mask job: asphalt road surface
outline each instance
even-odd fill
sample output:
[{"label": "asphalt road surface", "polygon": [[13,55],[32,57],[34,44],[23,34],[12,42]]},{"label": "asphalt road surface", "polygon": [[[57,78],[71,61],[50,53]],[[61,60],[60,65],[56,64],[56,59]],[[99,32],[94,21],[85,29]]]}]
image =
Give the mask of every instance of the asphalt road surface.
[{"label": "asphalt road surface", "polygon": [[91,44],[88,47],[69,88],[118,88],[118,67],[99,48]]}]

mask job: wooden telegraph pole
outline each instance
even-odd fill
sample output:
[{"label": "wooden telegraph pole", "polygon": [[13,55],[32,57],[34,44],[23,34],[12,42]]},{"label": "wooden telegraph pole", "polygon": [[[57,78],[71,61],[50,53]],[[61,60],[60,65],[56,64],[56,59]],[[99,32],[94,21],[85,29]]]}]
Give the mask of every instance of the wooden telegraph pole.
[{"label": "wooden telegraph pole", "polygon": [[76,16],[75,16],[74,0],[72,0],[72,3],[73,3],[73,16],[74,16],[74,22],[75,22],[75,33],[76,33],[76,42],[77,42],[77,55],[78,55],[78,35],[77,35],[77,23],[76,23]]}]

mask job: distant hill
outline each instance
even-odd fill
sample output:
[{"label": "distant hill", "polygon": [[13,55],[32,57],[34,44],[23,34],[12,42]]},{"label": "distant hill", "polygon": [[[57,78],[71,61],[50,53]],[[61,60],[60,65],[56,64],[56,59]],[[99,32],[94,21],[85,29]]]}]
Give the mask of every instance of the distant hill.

- - - - -

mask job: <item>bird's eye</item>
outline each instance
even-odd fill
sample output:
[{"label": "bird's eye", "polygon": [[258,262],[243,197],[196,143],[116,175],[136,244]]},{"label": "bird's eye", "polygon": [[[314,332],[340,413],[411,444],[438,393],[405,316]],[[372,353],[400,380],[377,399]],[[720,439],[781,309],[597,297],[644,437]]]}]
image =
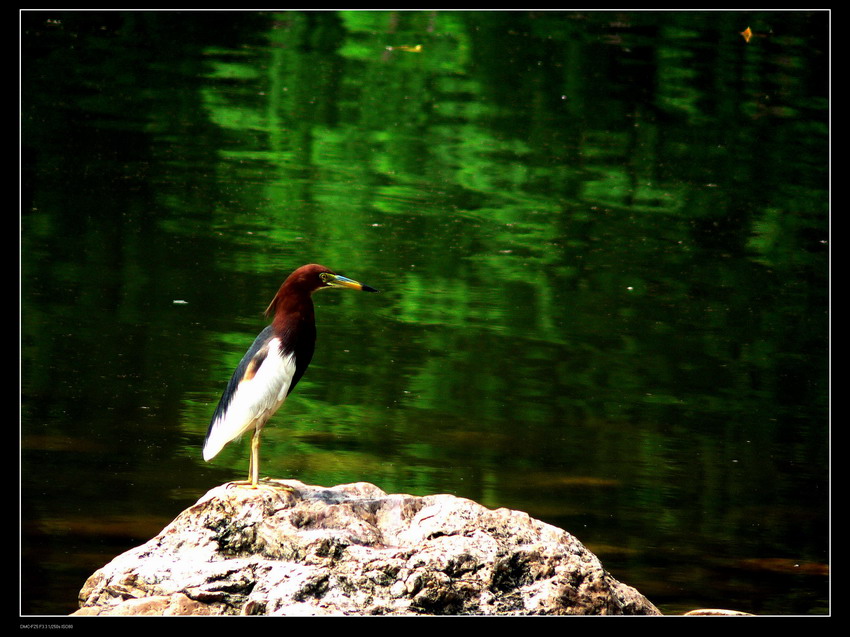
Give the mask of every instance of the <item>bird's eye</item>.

- - - - -

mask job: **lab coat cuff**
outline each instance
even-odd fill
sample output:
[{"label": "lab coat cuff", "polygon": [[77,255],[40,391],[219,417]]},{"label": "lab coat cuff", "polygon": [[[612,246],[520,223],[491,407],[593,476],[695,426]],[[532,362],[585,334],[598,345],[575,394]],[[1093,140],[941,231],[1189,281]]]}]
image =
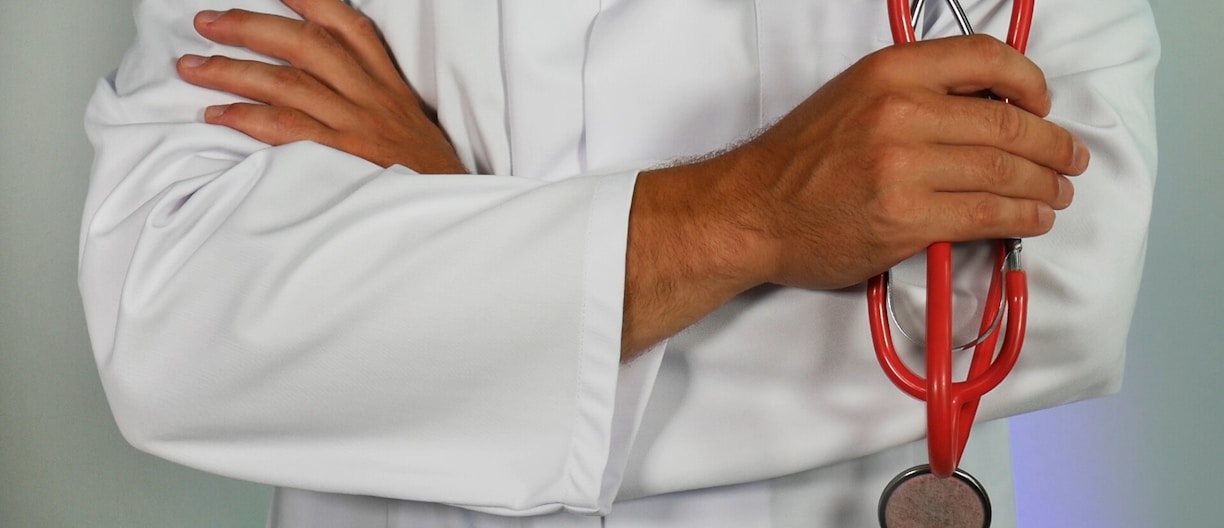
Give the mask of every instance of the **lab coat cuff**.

- - - - -

▶ [Your goal] Take the lines above from the one containing "mask job: asphalt road surface" down to the one containing "mask job: wooden telegraph pole", and transcribe them exactly, both ends included.

▶ [Answer space]
mask job: asphalt road surface
outline each instance
even-odd fill
sample output:
[{"label": "asphalt road surface", "polygon": [[13,55],[32,57],[34,44],[23,34],[12,42]]},{"label": "asphalt road surface", "polygon": [[[57,78],[71,61],[50,53]],[[61,60],[60,65],[56,64],[56,59]],[[99,32],[94,21],[85,29]]]}]
image =
Give the mask of every instance of the asphalt road surface.
[{"label": "asphalt road surface", "polygon": [[91,44],[88,47],[69,88],[118,88],[118,67],[99,48]]}]

mask job: wooden telegraph pole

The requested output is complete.